_Short exercise_. Everything from the line containing "Put a dot on each instance of the steep" through the last line of the data below is to be retyped exactly, apart from the pictures.

Pointing dataset excerpts:
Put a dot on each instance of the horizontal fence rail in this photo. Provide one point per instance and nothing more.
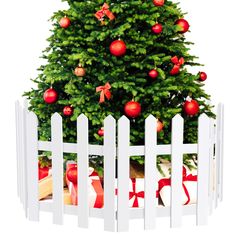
(117, 149)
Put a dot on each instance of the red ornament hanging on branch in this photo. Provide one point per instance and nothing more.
(183, 24)
(65, 22)
(132, 109)
(68, 111)
(191, 107)
(153, 73)
(104, 92)
(177, 65)
(50, 96)
(118, 48)
(157, 28)
(202, 76)
(158, 3)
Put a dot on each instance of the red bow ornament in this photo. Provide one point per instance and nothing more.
(105, 92)
(177, 64)
(104, 12)
(167, 182)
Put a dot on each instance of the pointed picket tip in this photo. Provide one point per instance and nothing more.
(56, 116)
(82, 117)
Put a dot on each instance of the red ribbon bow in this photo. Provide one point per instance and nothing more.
(177, 64)
(105, 92)
(135, 194)
(104, 11)
(167, 182)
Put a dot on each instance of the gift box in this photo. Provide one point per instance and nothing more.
(95, 190)
(45, 182)
(189, 190)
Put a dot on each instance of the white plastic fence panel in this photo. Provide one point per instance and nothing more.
(123, 174)
(32, 165)
(82, 160)
(203, 169)
(109, 173)
(176, 170)
(57, 168)
(150, 172)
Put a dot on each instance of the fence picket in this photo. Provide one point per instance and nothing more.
(123, 174)
(109, 173)
(176, 170)
(150, 173)
(57, 168)
(203, 169)
(83, 160)
(32, 166)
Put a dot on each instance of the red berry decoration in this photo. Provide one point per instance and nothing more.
(50, 96)
(72, 175)
(101, 132)
(157, 28)
(118, 48)
(158, 3)
(65, 22)
(191, 107)
(202, 76)
(160, 126)
(132, 109)
(184, 25)
(68, 111)
(153, 74)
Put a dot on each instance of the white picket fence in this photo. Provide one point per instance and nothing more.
(209, 150)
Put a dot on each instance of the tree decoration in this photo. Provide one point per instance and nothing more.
(157, 28)
(202, 76)
(158, 3)
(104, 11)
(132, 109)
(183, 24)
(153, 73)
(118, 48)
(160, 126)
(65, 22)
(191, 107)
(177, 65)
(101, 132)
(80, 71)
(104, 92)
(68, 111)
(50, 96)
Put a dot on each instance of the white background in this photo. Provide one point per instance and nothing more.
(23, 32)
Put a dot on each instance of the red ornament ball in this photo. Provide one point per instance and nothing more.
(157, 28)
(101, 132)
(191, 107)
(72, 175)
(160, 126)
(50, 96)
(68, 111)
(64, 22)
(118, 48)
(184, 25)
(202, 76)
(132, 109)
(158, 3)
(153, 73)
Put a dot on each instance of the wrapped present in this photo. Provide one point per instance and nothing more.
(45, 182)
(136, 193)
(189, 190)
(95, 190)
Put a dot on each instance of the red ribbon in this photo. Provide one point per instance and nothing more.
(167, 182)
(104, 11)
(105, 92)
(177, 64)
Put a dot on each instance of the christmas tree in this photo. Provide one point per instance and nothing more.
(119, 58)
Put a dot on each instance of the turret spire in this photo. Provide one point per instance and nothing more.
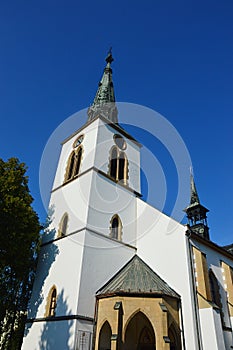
(194, 199)
(104, 101)
(196, 213)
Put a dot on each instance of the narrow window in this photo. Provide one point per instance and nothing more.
(215, 293)
(123, 167)
(71, 166)
(78, 161)
(74, 163)
(118, 165)
(113, 163)
(52, 303)
(116, 228)
(63, 225)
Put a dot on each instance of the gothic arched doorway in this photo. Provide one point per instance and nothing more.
(139, 334)
(105, 337)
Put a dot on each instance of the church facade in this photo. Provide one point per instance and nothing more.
(114, 272)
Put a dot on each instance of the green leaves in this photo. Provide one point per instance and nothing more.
(19, 242)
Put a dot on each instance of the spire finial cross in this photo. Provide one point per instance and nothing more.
(109, 57)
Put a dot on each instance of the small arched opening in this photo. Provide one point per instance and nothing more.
(105, 337)
(116, 228)
(139, 334)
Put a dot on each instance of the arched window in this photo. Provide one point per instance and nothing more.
(71, 166)
(118, 165)
(63, 225)
(215, 293)
(116, 228)
(78, 161)
(51, 303)
(105, 336)
(113, 163)
(74, 163)
(139, 334)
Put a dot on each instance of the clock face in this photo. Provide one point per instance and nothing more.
(120, 141)
(78, 141)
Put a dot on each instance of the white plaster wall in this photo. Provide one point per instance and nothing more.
(107, 199)
(57, 335)
(102, 258)
(212, 336)
(65, 274)
(73, 199)
(105, 142)
(162, 244)
(89, 144)
(214, 259)
(58, 271)
(85, 327)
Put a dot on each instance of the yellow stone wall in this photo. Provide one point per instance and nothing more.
(201, 276)
(150, 307)
(228, 283)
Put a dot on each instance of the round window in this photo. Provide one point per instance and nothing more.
(120, 141)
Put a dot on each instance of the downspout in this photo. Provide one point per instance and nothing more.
(193, 290)
(182, 325)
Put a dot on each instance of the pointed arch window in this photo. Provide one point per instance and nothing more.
(118, 165)
(74, 163)
(116, 228)
(63, 225)
(52, 302)
(215, 293)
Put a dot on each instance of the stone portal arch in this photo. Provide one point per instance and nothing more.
(139, 334)
(105, 337)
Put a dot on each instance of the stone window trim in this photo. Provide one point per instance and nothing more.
(51, 302)
(63, 224)
(116, 227)
(118, 165)
(74, 164)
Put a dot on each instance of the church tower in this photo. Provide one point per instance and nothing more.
(196, 213)
(92, 231)
(114, 272)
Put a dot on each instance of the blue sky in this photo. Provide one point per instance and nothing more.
(172, 56)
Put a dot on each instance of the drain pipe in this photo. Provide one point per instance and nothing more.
(193, 289)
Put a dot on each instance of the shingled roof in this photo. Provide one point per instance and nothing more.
(136, 277)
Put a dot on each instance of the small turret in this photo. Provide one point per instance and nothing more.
(104, 101)
(196, 213)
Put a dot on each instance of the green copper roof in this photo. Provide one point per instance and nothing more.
(194, 198)
(137, 277)
(104, 101)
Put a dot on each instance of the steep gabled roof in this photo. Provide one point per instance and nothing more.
(136, 277)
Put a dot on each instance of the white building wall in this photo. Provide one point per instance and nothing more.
(107, 199)
(214, 259)
(63, 271)
(89, 144)
(57, 335)
(102, 258)
(73, 199)
(162, 244)
(212, 336)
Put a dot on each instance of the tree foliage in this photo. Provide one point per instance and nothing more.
(19, 242)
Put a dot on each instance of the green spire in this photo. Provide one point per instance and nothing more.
(194, 199)
(104, 101)
(196, 213)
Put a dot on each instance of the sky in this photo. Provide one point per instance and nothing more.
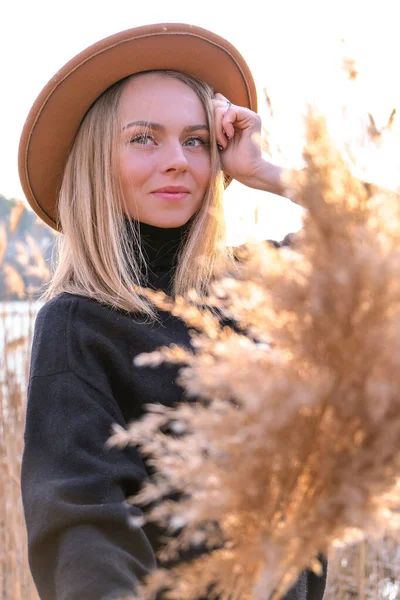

_Task result_.
Put a dot on each instance of the steep gabled roof in this photo. Provide one point per instance and nothing more.
(136, 277)
Put a dot on each instance of the white building wall in this photo. Provide one point per instance and nothing more.
(107, 199)
(214, 259)
(63, 271)
(89, 144)
(57, 335)
(102, 258)
(73, 199)
(162, 244)
(212, 336)
Put a dot on each instance of the tree foliage in this photo. Provide one point per instance and nothing more.
(19, 242)
Put a dot on each instance of the green spire in this photo. Provide one point per instance and nothing more.
(194, 199)
(104, 101)
(196, 213)
Put a dot on each instance of the sky in this photo. Provide one point per instance and nothing more.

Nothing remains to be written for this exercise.